● **GIVEN EXERCISE**: Reproduce every line of the material below word for word, omitting the pictures.

[Excerpts from location labeling data]
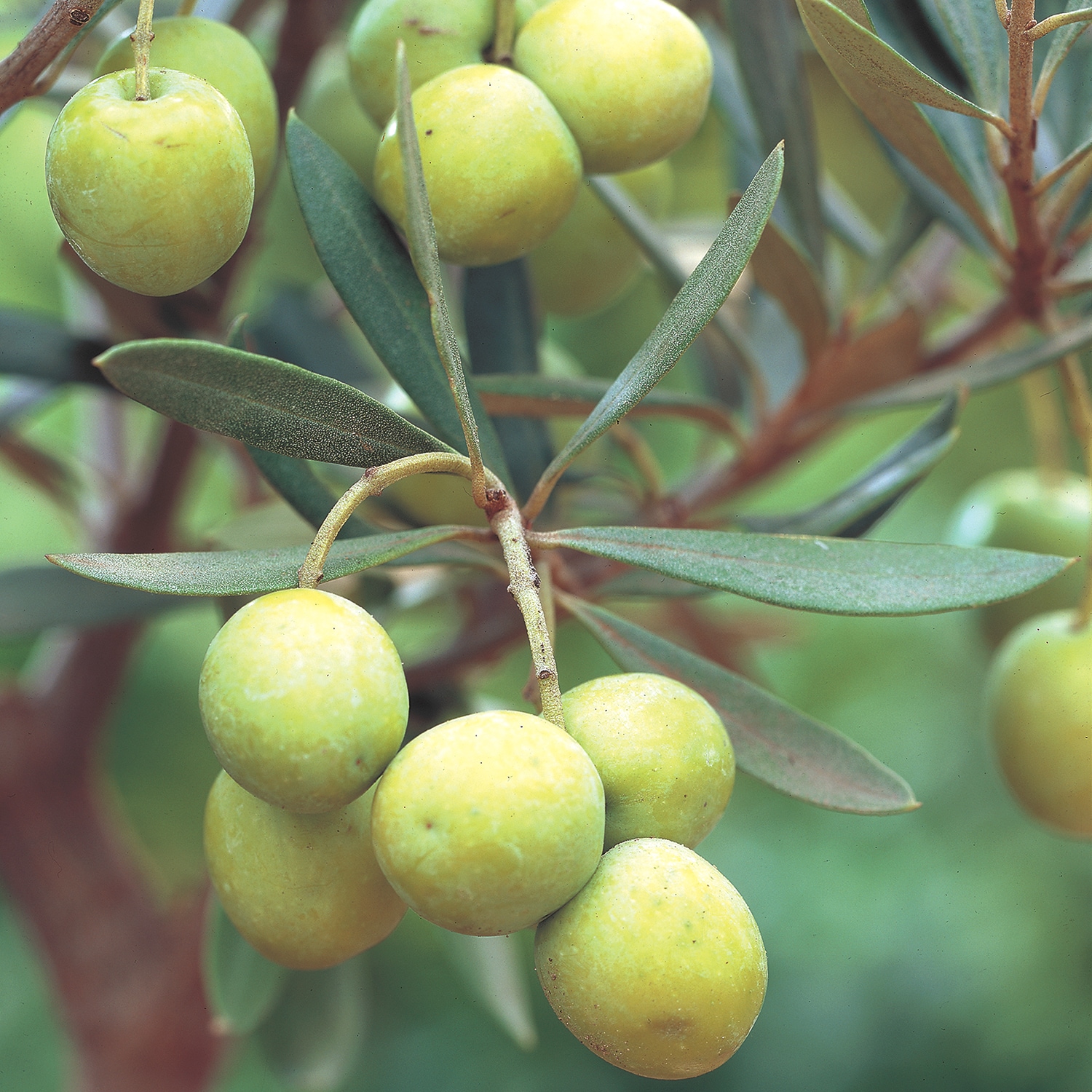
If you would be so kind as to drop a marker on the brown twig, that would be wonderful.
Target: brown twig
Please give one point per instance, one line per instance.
(21, 74)
(126, 970)
(1029, 257)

● **THE ANSWER**:
If you would be so kind as to drop a marker on the brown twig, that would be wonderful.
Target: brown twig
Please give one point per instance, one line per instance.
(21, 74)
(126, 970)
(1029, 257)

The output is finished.